[THE PROBLEM] Pick out every line of the records below that contains the string "gazelle". Treat uppercase and lowercase letters as different.

Dataset items

══════════

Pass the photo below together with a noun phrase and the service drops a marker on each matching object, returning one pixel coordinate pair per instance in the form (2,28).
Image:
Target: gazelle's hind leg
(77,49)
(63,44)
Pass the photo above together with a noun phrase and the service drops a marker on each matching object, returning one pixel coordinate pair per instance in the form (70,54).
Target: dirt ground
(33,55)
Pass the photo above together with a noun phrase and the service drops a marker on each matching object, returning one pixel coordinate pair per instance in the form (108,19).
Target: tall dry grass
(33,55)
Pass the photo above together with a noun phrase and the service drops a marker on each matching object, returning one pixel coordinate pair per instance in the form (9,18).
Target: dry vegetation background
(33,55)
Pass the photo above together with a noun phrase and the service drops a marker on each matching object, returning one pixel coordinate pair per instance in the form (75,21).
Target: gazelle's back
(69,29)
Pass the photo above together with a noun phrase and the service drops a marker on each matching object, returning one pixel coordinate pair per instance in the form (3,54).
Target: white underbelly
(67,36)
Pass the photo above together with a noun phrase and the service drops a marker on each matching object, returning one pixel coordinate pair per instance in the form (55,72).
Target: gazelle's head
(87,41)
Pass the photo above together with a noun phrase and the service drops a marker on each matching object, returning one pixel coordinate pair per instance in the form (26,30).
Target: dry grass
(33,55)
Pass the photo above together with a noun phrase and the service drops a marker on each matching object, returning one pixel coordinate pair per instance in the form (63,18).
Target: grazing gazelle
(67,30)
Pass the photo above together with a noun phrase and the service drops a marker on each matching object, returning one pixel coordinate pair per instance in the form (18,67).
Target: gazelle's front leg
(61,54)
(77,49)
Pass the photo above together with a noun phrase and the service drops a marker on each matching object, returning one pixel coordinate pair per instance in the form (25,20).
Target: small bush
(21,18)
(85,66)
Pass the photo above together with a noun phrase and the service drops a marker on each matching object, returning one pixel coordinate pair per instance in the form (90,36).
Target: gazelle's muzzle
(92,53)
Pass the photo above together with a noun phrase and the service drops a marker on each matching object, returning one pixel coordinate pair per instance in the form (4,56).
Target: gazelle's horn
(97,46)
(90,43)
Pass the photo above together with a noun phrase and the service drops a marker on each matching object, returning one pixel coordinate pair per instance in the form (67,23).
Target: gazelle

══════════

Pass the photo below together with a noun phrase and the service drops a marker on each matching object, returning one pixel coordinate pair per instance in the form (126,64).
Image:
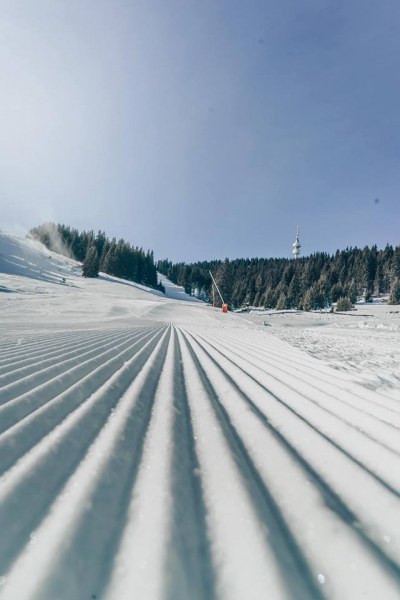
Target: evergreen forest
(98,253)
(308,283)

══════════

[EXERCISE RESPONSE]
Target: gazelle's hind leg
Target: gazelle's back
Target: gazelle's head
Target: grazing gazelle
Target: gazelle's front leg
Target: gazelle's muzzle
Target: gazelle's horn
Target: gazelle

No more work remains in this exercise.